_Task details_
Can you copy all of the lines below with every "tag" replaced by "mark" and nothing else changed?
-- begin --
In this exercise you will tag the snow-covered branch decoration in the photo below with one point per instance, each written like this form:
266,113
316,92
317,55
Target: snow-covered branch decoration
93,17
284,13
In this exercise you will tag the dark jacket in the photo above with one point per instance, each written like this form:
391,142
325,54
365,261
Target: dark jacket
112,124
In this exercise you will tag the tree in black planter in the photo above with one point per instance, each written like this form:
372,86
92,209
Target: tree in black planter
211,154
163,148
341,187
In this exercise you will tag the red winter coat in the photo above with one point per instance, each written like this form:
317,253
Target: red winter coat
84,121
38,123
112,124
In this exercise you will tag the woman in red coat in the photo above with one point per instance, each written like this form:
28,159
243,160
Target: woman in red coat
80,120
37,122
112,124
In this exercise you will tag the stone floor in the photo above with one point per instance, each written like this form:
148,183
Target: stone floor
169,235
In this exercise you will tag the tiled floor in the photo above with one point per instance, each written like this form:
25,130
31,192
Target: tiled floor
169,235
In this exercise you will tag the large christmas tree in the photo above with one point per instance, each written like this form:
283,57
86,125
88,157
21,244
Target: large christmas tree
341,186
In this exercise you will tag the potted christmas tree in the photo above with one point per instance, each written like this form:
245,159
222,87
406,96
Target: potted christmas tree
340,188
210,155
-- end --
_Expected answer_
In this exercise you will mark the snow-covered branch decoration in the photo below with one point per instance, each written like this form:
266,113
316,92
317,55
Target: snow-covered branch decoration
93,17
284,13
In this exercise you will mark the dark jacket in the photo above with one point per instance, each written like this form:
391,142
325,54
365,261
Target: dark jacket
112,124
In this exercise you will mark the tree in black planter in the photo above with one point per instance, each written like this form:
372,86
92,209
Target: tree in black planter
211,154
163,148
341,187
In this exercise you will mark the red winter coat in the photo above with one point per instance, each written like this form:
317,253
Target: red winter coat
84,121
38,123
112,124
In this exercise you will mark the woman in red coat in the photo above with one point per instance, each written like this form:
28,159
243,160
Target: woman in red coat
80,120
37,122
112,124
In this exercise you will mark the stone floor in the photo above with one point per instance, each written like this form:
148,183
Target: stone floor
169,235
In this exercise you will mark the tiled floor in the photo above with one point per instance, each written like this form:
25,130
31,192
Target: tiled floor
169,235
In this exercise you will mark the large christmas tree in the photo above with one point per instance, each written like this form:
283,57
86,125
88,157
21,244
Target: large christmas tree
341,186
In this exercise you will mark the potted christmas tree in the photo above with one point per instance, each written like this form:
245,159
222,87
406,96
Target: potted christmas tree
340,188
210,155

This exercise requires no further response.